Given request: Can you rescale the records below by writing out every line again, requests included, with each box coordinate in the answers multiplied by 0.45 and rounded to a whole number, halves up? Keep the requests and their sample coordinates as they are.
───── Material ─────
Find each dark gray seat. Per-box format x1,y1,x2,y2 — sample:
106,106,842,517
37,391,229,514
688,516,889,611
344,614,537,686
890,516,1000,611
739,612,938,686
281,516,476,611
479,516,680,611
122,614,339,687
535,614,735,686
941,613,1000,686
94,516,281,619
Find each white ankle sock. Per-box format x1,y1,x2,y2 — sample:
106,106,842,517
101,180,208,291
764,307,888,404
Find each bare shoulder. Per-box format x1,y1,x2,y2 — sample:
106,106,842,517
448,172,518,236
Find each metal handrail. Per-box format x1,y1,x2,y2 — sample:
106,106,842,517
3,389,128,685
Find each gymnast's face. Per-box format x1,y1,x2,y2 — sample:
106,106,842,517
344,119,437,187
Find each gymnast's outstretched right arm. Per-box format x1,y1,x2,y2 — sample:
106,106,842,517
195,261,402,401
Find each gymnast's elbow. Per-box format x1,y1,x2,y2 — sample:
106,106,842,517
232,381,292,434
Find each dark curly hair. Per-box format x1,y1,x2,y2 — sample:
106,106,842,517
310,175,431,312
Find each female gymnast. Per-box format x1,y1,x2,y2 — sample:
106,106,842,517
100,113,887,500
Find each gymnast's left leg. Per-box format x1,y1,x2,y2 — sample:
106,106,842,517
─────
Exercise output:
Find each dark gray seat. Per-box format x1,y1,x2,y2 — sample:
106,106,842,517
17,176,103,231
310,232,400,275
155,276,242,309
401,232,450,275
333,275,422,309
126,232,214,275
216,232,306,275
55,276,153,309
241,276,331,309
423,276,450,309
42,232,126,279
Find each white ankle sock. Per-box format x1,y1,x2,y2 — sample:
106,106,842,517
45,81,94,131
344,138,400,182
Find each bare shoulder. Per-box format x1,y1,x2,y2 — sample:
106,106,842,517
202,77,233,106
Find each metal handrail. Per-box format x1,y1,x2,y2 — sample:
106,106,842,517
1,175,58,308
Find each gymnast's face. Per-box format x1,y1,x2,y2 — sample:
106,106,842,517
155,54,197,84
Find each gymnast's outstretched right arm. Per-box format x1,y1,x2,y2 — sample:
106,106,842,517
88,117,181,180
Find each gymnast's elbow. Per-box format x1,y1,x2,y2 — sample:
106,106,842,517
104,171,131,195
Find each dark curly hair. Per-box format x1,y1,x2,y2 — sample:
106,106,842,517
140,79,194,140
Find each female gymnast. Per-box format x1,y1,x2,y2 — sample:
106,106,842,517
45,51,399,225
Find each gymnast's left leg. Per-box format x1,y1,x2,y2 — sample:
106,106,842,517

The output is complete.